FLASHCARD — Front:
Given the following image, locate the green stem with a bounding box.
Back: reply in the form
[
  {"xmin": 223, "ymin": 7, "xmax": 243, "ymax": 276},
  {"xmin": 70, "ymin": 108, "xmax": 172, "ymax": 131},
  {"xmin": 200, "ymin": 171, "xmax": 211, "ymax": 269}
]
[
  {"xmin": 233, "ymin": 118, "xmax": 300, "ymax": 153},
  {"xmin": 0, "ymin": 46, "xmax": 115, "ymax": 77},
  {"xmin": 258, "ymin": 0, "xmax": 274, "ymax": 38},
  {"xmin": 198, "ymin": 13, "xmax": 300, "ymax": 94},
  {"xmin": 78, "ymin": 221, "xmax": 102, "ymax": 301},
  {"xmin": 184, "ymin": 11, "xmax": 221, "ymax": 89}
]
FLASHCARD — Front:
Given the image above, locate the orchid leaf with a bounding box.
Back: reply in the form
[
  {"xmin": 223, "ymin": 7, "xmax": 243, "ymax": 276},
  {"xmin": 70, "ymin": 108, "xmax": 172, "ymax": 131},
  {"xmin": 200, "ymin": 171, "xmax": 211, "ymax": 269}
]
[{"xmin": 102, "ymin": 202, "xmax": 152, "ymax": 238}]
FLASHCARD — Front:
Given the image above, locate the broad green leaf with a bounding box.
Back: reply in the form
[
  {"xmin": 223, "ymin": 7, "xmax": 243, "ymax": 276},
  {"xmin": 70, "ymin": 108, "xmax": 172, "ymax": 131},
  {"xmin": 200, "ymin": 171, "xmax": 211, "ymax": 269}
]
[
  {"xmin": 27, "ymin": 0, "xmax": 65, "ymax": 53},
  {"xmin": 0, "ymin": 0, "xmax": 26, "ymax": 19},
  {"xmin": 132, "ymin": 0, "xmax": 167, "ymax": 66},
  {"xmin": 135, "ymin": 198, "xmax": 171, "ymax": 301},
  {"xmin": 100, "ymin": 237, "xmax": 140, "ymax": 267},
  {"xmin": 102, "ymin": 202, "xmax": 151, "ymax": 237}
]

* [TASK TO CARRY OUT] Show me every line of the entries above that holds "leaf".

* [YOUR SOLUTION]
Given the image above, locate the orchid leaf with a bounding box.
Given the image above, locate the broad green leaf with a bounding box.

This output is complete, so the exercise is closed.